Esfele safiliyn yapının nefsin şerri olarak ortaya çıkan mütekebbir davranışından yüz çeviren, bu hale sırt dönen, böylece Rabbine yönelen kullar Kur’an’da övülmüş ve bunlar “hanif” olarak belirtilmiştir. Anlattığımız o mütekebbir idrakinden ve o idrakın davranışından, hayat tarzından yüz çeviren, o hale sırtını dönen ve bu haliyle Rabbine yönelen kul Kur’an’da övülmüştür ve hali mütekebbire karşılık hanif olarak tanımlanmıştır. Hanif sırt dönmek, vazgeçmek, caymak, dönmek demektir. Kur’an, mütekebbir idraka sırtını dönene hanif demiştir. Kur’an bize haniflerle ilgili ne diyor, birkaç ayetle bakalım.
Nisa Sûresi 125: “Muhsin olarak vechini Allah’a teslim edenden ve hanif olarak İbrahim’in milletine tabi olandan din olarak daha güzel kimdir? Allah İbrahim’i Halil (dost) edindi.”
 Bahsettiğimiz hanif hal için “ne kadar güzel bir hal, bundan daha güzel kimdir” diyor. Bizim için örnek bir ayet.
Beyyine Sûresi 5, 6, 7 ve 8. ayetler de haniflerle ilgilidir.
Beyyine-5: “Oysaki onlar hanifler olarak dini O’na halis kılarak Allah’a kulluk yapmalarından, salâtı ikame etmelerinden ve zekâtı vermekten başka bir şeyle emrolunmadılar. İşte budur Dini Kayyimeh (budur sağlam yol, sabit yol, güzel yol, istikrarlı yol, seçilmesi gereken yol; Dini Kayyim).
Bu ayetler, bize neyle emrolunduğumuzu, neyle sorumlu olduğumuzu özetleyen ayetlerdendir. Uyarmıştık, Kur’an’dan çeşitli kehanetler çıkarıp çeşitli şifreler uydurmak gibi şeyler doğru değildir. Bu ayet o yaklaşımların doğru olmadığını ortaya koyan ayetlerdendir: “Oysa ki onlar hanifler olarak dini O’na halis kılarak Allah’a kulluk yapmalarından, salâtı ikame etmelerinden ve zekâtı vermelerinden başka bir şeyle emrolunmadılar. İşte budur dini kayyim.”
Beyyine-6: “Muhakkak ki, ehli kitaptan ve müşriklerden kâfir olanlar, içinde ebedi kalıcılar olarak nar-ı cehennemdedirler. İşte onlar şerrul beriyye’dir.”
Bu ayetleri, içinde iki hale ait isim geçtiği için de seçtik; Şerrul Beriyye, Hayrul Beriyye. İki grup insan anlatılıyor; bir grup şerrul beriyye, diğer grup hayrul beriyye. 6. ayet Şerrul Beriyye’yi anlatır; şerrul beriyye yaratılanların en şerlisi demektir. Kur’an bu gruba “yaratılanların en şerlisi” diyor.

● **Ham veri**:
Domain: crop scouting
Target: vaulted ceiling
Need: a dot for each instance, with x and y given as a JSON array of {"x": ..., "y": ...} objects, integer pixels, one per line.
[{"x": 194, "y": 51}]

● **İstenenler**:
a - Hanifler hakkındaki metne göre şu soruları cevapla:
(i) "Hanif" kelimesi ne demektir?
(ii) Nisa Sûresi 125'e göre Allah İbrahim'i ne edindi?
(iii) "Şerrul beriyye" ne anlama gelir?
b - Hanifler hakkındaki metnin "Bahsettiğimiz hanif hal" sözleriyle başlayıp "yol; Dini Kayyim)." sözleriyle biten kısmını hiç değiştirmeden yeniden yaz.
c - Hanifler hakkındaki metne kaldığı yerden devam et.

● **Cevaplar**:
a -
(i) Sırt dönmek, vazgeçmek, caymak, dönmek.
(ii) Halil, yani dost.
(iii) Yaratılanların en şerlisi.

b -
Bahsettiğimiz hanif hal için “ne kadar güzel bir hal, bundan daha güzel kimdir” diyor. Bizim için örnek bir ayet.
Beyyine Sûresi 5, 6, 7 ve 8. ayetler de haniflerle ilgilidir.
Beyyine-5: “Oysaki onlar hanifler olarak dini O’na halis kılarak Allah’a kulluk yapmalarından, salâtı ikame etmelerinden ve zekâtı vermekten başka bir şeyle emrolunmadılar. İşte budur Dini Kayyimeh (budur sağlam yol, sabit yol, güzel yol, istikrarlı yol, seçilmesi gereken yol; Dini Kayyim).

c -
Beyyine-7: “İman edip hanif olarak salih amel işleyenlere gelince işte bunlar hayrul berriyedir (yaratılanların en hayrlısıdır).”
Beyyine-8: “Rableri indinde onların cezası altlarından nehirler akan Adn Cennetleri’dir, İçlerinde ebedi kalıcılar olarak. Allah onlardan razı olmuştur ve onlar da O’ndan razı olmuşlardır. İşte bu Rabbinden haşyet duyan kimse içindir.”
Duamız
Hayrul beriyye (yaratılanların hayırlıları) için ayetin sonunda söylenen müjdeyi fark edin lütfen: Allah onlardan razı olmuştur ve onlar da O’ndan razı olmuşlardır. İşte bu Rabbinden haşyet duyan kimse içindir. Bu hal ve duyguyla, bir dua yapalım inşaAllah.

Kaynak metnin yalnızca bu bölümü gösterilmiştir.